▶ [Problem details]:
Convert the records below into a JSON list of strings, with one string for each line and blank lines left out.

----------

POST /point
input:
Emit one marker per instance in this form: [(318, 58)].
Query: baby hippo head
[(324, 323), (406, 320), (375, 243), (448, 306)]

----------

▶ [Final answer]:
[
  "POST /point",
  "input:",
  "Emit one marker per instance in this form: [(318, 58)].",
  "Query: baby hippo head",
  "[(324, 323), (406, 320), (375, 243), (448, 306)]"
]